AIM OF THE TASK
Update the lines below so that every "Show me each one with a point" becomes "Mark each one with a point", and leave everything else as it is.

········

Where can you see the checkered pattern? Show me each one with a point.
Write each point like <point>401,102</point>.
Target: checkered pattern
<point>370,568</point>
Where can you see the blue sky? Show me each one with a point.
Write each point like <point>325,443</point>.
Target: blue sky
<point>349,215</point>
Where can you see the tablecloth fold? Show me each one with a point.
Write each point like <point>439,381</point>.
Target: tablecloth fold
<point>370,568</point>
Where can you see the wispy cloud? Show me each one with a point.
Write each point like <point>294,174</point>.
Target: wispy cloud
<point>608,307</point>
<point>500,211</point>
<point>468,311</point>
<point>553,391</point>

········

WRITTEN RESPONSE
Where can you see the checkered pattern? Mark each one with a point.
Write each point like <point>401,102</point>.
Target: checkered pattern
<point>370,568</point>
Where can you see the blue sky? Mark each one with a point.
Write each point like <point>325,443</point>.
Target: blue sky
<point>349,215</point>
Where can you see the tablecloth fold? Mark each one with a point.
Write each point like <point>439,381</point>.
Target: tablecloth fold
<point>370,568</point>
Where can you see the wispy cloud? Mark each one with a point.
Write each point like <point>294,174</point>.
Target: wispy cloud
<point>608,307</point>
<point>500,211</point>
<point>468,311</point>
<point>553,391</point>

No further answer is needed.